# Materials provided:
——————
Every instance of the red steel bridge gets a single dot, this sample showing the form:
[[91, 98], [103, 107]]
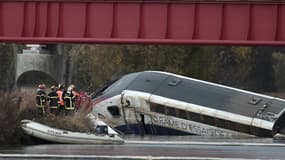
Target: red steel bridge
[[232, 22]]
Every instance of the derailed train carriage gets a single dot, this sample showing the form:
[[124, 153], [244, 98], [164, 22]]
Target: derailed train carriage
[[162, 103]]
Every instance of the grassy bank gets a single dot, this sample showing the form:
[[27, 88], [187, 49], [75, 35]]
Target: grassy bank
[[17, 106]]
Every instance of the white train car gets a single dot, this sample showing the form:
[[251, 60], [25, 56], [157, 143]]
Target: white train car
[[162, 103]]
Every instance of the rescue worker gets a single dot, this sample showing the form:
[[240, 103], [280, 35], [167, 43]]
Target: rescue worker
[[41, 99], [69, 101], [53, 100], [77, 97], [60, 94]]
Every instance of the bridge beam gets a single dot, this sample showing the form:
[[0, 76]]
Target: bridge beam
[[143, 22]]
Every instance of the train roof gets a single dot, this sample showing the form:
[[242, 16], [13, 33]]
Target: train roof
[[203, 93]]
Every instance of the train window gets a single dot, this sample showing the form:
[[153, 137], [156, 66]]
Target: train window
[[174, 82], [114, 111], [255, 101]]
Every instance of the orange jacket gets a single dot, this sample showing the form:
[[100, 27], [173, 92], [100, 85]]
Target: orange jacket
[[59, 93]]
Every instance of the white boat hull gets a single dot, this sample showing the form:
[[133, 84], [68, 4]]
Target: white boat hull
[[50, 134]]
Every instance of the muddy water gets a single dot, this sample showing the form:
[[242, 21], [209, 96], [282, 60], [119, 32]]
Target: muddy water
[[161, 146]]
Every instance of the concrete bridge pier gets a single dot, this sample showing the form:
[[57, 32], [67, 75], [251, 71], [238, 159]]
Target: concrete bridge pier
[[38, 64]]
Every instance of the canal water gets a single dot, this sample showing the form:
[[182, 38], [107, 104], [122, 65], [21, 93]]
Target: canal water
[[158, 147]]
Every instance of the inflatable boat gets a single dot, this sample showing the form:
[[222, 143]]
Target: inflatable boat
[[54, 135]]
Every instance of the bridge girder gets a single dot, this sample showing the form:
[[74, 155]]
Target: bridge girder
[[242, 22]]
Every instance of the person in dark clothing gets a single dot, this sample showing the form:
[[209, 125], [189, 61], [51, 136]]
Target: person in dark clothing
[[69, 101], [41, 99], [53, 100], [60, 92]]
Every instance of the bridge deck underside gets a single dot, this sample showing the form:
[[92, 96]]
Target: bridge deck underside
[[142, 22]]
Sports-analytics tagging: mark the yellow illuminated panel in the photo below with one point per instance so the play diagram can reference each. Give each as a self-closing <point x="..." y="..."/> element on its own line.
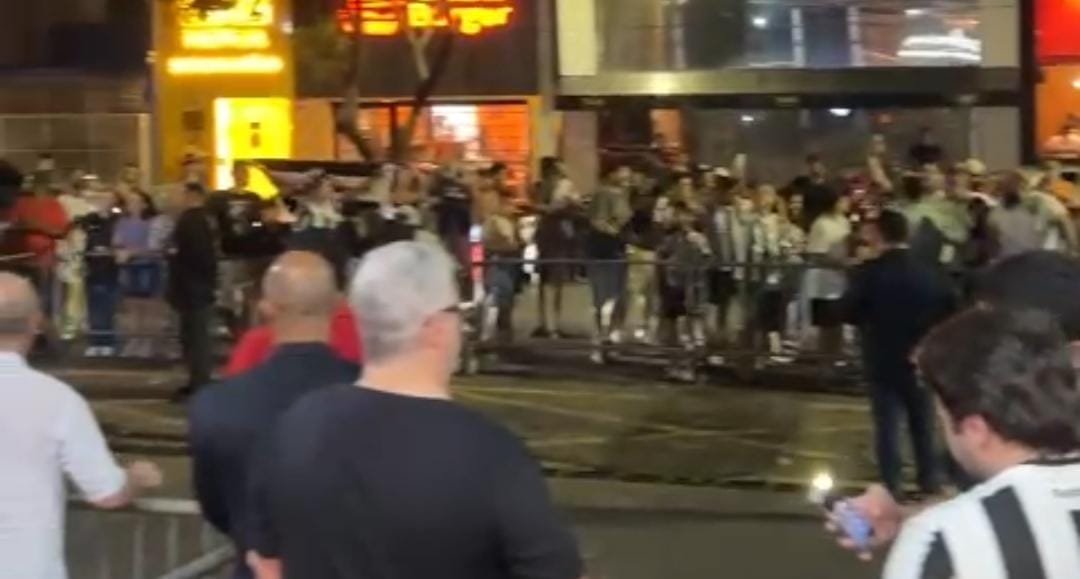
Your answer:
<point x="251" y="129"/>
<point x="386" y="17"/>
<point x="251" y="64"/>
<point x="225" y="38"/>
<point x="253" y="13"/>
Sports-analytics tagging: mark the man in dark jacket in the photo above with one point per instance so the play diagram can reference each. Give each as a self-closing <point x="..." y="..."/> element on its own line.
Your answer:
<point x="894" y="300"/>
<point x="228" y="419"/>
<point x="192" y="282"/>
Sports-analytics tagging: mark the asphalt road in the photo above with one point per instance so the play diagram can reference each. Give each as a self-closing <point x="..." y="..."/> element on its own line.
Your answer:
<point x="715" y="467"/>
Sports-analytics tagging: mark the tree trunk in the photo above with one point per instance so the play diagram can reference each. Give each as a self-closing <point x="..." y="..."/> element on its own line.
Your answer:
<point x="435" y="69"/>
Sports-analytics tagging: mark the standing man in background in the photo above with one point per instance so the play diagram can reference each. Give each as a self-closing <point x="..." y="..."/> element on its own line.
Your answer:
<point x="192" y="284"/>
<point x="608" y="214"/>
<point x="894" y="299"/>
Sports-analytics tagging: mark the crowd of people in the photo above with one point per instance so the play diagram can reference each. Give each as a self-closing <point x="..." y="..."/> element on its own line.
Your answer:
<point x="674" y="253"/>
<point x="318" y="468"/>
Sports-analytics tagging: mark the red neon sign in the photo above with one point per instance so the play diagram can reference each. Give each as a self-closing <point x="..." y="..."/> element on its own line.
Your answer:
<point x="1057" y="22"/>
<point x="388" y="17"/>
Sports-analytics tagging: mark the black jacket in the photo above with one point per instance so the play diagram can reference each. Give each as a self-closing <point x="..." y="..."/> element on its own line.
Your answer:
<point x="228" y="419"/>
<point x="895" y="300"/>
<point x="192" y="269"/>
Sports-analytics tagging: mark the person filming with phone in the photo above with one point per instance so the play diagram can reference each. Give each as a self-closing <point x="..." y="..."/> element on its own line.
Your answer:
<point x="1009" y="403"/>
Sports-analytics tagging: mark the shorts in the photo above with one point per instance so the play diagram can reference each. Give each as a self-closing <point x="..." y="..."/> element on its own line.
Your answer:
<point x="140" y="280"/>
<point x="721" y="286"/>
<point x="673" y="301"/>
<point x="771" y="309"/>
<point x="826" y="312"/>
——————
# Problem statement:
Restate the records above in full and word for word, but do not carry over any pictures.

# Completed task:
Every instance of the red steel bridge gets a single dot, this sample showing the form:
[[91, 98], [103, 107]]
Target: red steel bridge
[[232, 22]]
Every instance of the derailed train carriage gets a single dot, this sample showing the form:
[[124, 153], [244, 98], [164, 22]]
Target: derailed train carriage
[[162, 103]]
Every instance of the grassy bank gets a single dot, this sample showing the form:
[[27, 88], [187, 49], [75, 35]]
Target: grassy bank
[[17, 106]]
Every instance of the white train car gets a single dot, this sample showing the form:
[[251, 60], [25, 56], [157, 143]]
Target: white train car
[[162, 103]]
Every instance of the rescue worker gets a single dot, this sample showing the form:
[[240, 103], [280, 35], [167, 43]]
Target: rescue worker
[[41, 99], [69, 101], [53, 100], [77, 97], [60, 94]]
Every instance of the bridge beam gets a single dot, this sample showing the form:
[[0, 76]]
Target: bridge beam
[[143, 22]]
Every instance of the train roof gets a single dot, this sample showing the form:
[[242, 16], [13, 33]]
Target: train roof
[[203, 93]]
Every instance of the train window gets a single dot, this sample showing the form:
[[153, 137], [156, 66]]
Target: train window
[[174, 82], [114, 111], [255, 101]]
Every instance of the orange jacket gets a single dot, this sample showing the form:
[[100, 27], [173, 92], [100, 85]]
Target: orange jacket
[[59, 93]]
Every instance of the white boat hull gets a single dot, this sample showing the form:
[[133, 84], [68, 4]]
Target: white boat hull
[[50, 134]]
Every instance of the muddy water gets a single dot, this sample showing the form:
[[242, 21], [209, 96], [282, 60], [119, 32]]
Target: muddy water
[[161, 146]]
Every instance of the concrete bridge pier gets a single dot, this sample showing the form:
[[57, 32], [67, 75], [251, 71], [238, 159]]
Target: concrete bridge pier
[[38, 64]]
Every instance of the canal water gets a single dot, this sample showing the form:
[[182, 38], [107, 104], [122, 65], [21, 93]]
Target: canal water
[[158, 147]]
Every instance of the inflatable boat gets a single dot, this sample showing the form:
[[222, 143]]
Target: inflatable boat
[[54, 135]]
Every instance of the bridge girder gets a single dot, this sample showing the form:
[[74, 155]]
Target: bridge girder
[[242, 22]]
Every instance of the person in dark clothing gets a single dot, this sample showing the form:
[[209, 125], [189, 61], [51, 136]]
Target: person in dark clothing
[[69, 101], [41, 99], [53, 100], [60, 92]]
Every instance of the bridge deck underside gets a single dot, this sample showing the form:
[[92, 96]]
Target: bridge deck underside
[[142, 22]]
Sports-analytics tagging: mark the yellow illuminated panel in the photo below with one point per instance so the play diagram can reference each. Give each as a self-closing <point x="..." y="..."/> element on its own line.
Your answer:
<point x="251" y="129"/>
<point x="386" y="17"/>
<point x="251" y="64"/>
<point x="225" y="38"/>
<point x="253" y="13"/>
Sports-analytics tagging: mark the man in dark jacket in the photo above with one point per instance so the play diagram can reference each. Give each as a self-closing <point x="..." y="..."/> element on its own line.
Your answer:
<point x="894" y="300"/>
<point x="228" y="419"/>
<point x="192" y="282"/>
Sports-analytics tagging: mark the asphalt road in the photo above with one point per instance so the play diagram can reference each. Give each as a self-closing <point x="..." y="..."/> element on its own line.
Your answer:
<point x="715" y="467"/>
Sports-analytics tagging: mark the tree trunk in the photo above with one point per instance so the play diagram can reference each. Give each as a self-closing <point x="..." y="..."/> element on its own line.
Your answer:
<point x="435" y="69"/>
Sports-analytics tagging: mark the standing man in background in the photo above with one point per instance so the play diagram can reference each. Give each as a self-closing <point x="..." y="..."/> element on its own line.
Your answer:
<point x="192" y="284"/>
<point x="608" y="214"/>
<point x="894" y="299"/>
Sports-analytics tagging: mark the crowd of people in the photo above with one point per instance so the play diagram can reference each. Give each as a self-closing <point x="..." y="..."/> element on its own line.
Your answer:
<point x="674" y="253"/>
<point x="318" y="468"/>
Sports-analytics tagging: mark the red neon sign in the photo above with one point per instance so the play diagram can reference each. Give each as a self-closing <point x="..." y="..."/> element on its own line.
Your answer:
<point x="1057" y="22"/>
<point x="388" y="17"/>
Sports-analytics tagging: mark the black jacket in the photo above with one point per instance so the play diagram can reference each. Give each as a self-closing <point x="..." y="..."/> element on its own line.
Your answer:
<point x="228" y="419"/>
<point x="895" y="300"/>
<point x="192" y="269"/>
Sports-analytics tagging: mark the person filming with phone in the photo above with one point per instance so the play diagram can reference each. Give each as a self-closing <point x="..." y="..."/> element on its own line.
Your answer:
<point x="1009" y="403"/>
Sports-analytics tagging: mark the shorts in the photo above with one point per instance so the play diagram can reference each. Give each as a self-closing <point x="..." y="..."/> element on its own line.
Your answer:
<point x="140" y="280"/>
<point x="721" y="286"/>
<point x="673" y="301"/>
<point x="771" y="309"/>
<point x="826" y="312"/>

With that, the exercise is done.